List each line of the material below that contains the word "neck". Copy every such line in full.
== Provided records
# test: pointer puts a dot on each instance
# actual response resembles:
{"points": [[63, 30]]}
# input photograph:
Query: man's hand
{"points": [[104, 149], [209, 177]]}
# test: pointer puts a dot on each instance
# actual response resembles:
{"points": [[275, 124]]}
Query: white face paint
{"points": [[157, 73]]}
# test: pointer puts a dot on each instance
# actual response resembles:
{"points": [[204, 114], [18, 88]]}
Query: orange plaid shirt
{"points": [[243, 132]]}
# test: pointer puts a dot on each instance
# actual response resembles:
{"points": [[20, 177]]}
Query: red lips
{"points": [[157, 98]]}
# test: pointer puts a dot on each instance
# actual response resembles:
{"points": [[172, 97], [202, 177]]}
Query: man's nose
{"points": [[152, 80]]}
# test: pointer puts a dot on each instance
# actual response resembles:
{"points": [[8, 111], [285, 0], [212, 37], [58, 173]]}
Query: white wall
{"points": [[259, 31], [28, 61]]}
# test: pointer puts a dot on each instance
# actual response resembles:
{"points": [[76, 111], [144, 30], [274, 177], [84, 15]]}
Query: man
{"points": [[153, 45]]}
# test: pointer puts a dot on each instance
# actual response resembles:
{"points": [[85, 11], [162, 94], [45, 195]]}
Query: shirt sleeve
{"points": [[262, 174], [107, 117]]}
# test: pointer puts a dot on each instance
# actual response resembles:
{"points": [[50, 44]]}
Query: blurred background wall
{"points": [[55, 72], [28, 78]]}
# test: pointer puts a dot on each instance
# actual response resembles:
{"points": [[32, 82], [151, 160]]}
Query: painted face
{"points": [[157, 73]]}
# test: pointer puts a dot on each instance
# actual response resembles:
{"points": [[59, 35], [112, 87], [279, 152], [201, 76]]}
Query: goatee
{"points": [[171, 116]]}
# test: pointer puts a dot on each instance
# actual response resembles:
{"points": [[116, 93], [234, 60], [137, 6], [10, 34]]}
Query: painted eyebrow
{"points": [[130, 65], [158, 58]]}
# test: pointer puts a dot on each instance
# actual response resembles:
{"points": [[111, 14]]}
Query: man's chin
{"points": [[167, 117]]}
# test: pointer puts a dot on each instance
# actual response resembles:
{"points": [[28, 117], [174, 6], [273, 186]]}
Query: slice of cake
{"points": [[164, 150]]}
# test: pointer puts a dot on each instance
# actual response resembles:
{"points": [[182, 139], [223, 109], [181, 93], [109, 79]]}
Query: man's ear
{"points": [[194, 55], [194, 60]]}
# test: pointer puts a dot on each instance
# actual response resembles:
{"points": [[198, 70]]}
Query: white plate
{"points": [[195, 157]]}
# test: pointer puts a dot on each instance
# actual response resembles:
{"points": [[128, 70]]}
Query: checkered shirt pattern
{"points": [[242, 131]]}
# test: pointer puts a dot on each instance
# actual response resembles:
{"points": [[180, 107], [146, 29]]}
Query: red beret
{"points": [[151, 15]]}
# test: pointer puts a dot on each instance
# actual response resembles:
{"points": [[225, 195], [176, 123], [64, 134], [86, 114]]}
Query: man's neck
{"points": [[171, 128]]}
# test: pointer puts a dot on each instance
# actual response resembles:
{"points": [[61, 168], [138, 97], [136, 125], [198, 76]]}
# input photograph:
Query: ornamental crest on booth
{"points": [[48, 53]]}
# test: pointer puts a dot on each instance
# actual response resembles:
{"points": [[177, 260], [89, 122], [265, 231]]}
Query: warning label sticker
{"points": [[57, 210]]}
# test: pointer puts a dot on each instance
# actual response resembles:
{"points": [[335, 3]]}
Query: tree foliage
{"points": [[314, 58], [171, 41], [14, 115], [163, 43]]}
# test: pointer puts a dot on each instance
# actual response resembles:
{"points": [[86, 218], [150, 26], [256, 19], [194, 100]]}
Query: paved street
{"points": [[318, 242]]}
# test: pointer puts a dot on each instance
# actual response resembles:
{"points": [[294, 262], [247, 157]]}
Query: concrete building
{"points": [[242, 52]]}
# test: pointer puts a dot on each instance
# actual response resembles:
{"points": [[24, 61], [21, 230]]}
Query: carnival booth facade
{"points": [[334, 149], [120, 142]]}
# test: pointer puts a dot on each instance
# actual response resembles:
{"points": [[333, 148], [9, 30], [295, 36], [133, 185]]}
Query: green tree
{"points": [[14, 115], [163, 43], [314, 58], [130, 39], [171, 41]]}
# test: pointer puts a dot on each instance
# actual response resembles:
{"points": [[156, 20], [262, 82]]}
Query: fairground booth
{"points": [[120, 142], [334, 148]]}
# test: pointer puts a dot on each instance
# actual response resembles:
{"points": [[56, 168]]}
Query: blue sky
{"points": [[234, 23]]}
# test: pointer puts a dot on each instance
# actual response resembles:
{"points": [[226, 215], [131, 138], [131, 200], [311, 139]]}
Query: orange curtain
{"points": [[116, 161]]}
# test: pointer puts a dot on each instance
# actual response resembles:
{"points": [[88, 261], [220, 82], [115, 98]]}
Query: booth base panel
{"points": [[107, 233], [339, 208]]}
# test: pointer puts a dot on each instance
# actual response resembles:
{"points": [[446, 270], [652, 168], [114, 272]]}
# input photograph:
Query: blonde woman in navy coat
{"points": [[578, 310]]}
====
== Provided records
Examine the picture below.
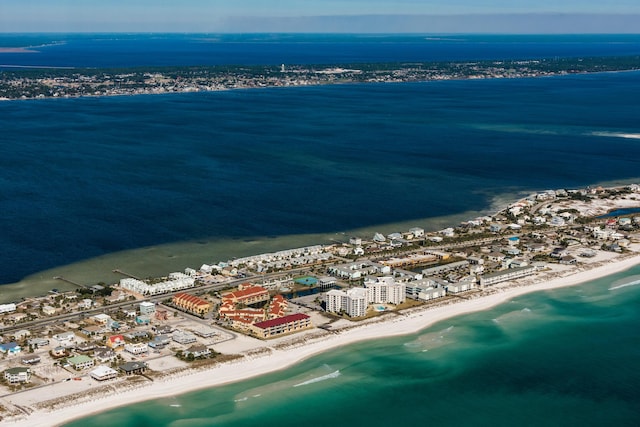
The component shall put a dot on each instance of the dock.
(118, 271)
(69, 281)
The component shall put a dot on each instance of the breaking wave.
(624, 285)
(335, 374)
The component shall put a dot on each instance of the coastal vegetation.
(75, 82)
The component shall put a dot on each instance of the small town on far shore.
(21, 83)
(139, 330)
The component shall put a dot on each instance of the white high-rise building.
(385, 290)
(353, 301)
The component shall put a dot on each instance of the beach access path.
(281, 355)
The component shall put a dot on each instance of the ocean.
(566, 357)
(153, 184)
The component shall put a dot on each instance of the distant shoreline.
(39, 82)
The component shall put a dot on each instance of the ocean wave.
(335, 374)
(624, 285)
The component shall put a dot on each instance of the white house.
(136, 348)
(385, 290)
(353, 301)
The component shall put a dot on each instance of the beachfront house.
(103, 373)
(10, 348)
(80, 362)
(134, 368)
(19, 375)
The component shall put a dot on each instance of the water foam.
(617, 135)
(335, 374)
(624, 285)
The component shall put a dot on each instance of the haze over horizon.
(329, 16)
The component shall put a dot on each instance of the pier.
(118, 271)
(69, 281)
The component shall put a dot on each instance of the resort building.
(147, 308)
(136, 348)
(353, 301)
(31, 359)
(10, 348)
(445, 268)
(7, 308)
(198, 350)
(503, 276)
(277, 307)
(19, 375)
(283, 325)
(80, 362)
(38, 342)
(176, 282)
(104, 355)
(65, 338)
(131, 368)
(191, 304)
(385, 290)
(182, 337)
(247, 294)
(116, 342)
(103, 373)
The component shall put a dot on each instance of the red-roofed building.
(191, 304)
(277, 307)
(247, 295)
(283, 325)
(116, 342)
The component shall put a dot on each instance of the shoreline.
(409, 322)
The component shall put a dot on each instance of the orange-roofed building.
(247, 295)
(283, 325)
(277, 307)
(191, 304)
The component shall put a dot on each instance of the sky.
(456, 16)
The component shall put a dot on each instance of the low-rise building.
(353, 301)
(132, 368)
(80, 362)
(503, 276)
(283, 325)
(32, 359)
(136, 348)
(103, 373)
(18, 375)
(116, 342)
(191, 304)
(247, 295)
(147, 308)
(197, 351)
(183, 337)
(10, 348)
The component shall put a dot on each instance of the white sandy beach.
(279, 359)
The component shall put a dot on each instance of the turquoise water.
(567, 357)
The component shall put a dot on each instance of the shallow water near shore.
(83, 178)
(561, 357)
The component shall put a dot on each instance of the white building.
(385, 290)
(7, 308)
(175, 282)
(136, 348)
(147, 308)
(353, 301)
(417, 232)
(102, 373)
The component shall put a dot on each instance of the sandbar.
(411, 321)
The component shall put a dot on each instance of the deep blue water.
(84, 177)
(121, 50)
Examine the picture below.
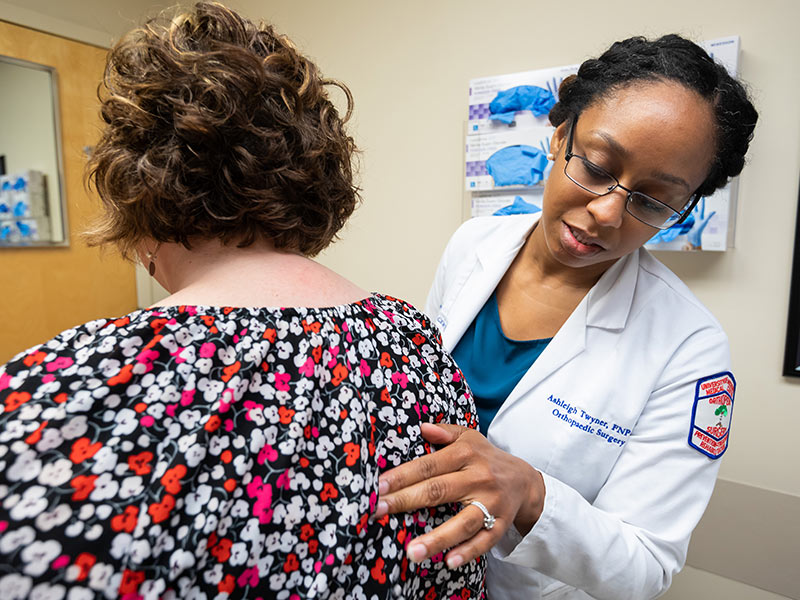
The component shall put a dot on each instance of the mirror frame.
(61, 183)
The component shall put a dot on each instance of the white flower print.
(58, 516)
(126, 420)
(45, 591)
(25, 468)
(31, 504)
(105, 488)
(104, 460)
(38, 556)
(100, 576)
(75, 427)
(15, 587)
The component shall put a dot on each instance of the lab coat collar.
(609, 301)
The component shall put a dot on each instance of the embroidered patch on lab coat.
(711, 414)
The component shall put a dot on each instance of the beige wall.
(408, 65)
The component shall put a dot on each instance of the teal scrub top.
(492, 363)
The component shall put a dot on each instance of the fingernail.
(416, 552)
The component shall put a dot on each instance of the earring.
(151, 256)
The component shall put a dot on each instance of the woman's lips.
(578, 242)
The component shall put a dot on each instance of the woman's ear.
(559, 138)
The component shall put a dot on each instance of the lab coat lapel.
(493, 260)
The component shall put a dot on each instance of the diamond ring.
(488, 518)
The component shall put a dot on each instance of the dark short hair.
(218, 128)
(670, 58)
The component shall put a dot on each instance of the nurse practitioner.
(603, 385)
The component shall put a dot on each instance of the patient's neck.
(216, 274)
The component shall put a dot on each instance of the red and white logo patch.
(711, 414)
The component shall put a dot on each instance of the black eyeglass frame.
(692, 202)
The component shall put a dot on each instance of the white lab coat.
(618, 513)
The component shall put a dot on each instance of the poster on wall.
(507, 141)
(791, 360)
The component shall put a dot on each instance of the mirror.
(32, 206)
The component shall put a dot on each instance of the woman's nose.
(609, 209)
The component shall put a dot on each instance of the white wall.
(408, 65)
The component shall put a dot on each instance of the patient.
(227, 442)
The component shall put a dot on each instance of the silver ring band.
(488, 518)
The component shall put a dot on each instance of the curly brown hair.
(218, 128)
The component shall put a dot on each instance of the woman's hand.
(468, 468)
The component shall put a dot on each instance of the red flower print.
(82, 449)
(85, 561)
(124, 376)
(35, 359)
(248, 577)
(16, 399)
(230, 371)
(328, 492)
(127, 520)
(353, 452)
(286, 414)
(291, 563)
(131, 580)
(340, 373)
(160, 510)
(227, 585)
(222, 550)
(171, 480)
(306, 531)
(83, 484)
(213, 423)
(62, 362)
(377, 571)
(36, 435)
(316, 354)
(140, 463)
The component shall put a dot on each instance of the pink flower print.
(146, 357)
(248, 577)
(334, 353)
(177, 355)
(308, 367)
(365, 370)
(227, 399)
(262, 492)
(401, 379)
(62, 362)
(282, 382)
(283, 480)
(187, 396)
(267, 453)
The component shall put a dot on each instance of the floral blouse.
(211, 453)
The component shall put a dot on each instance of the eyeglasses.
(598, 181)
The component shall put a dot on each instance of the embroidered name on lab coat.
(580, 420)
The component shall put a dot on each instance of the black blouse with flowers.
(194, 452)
====
*Correct output*.
Query: man's neck
The component shall put a dot on each instance of the patient's neck.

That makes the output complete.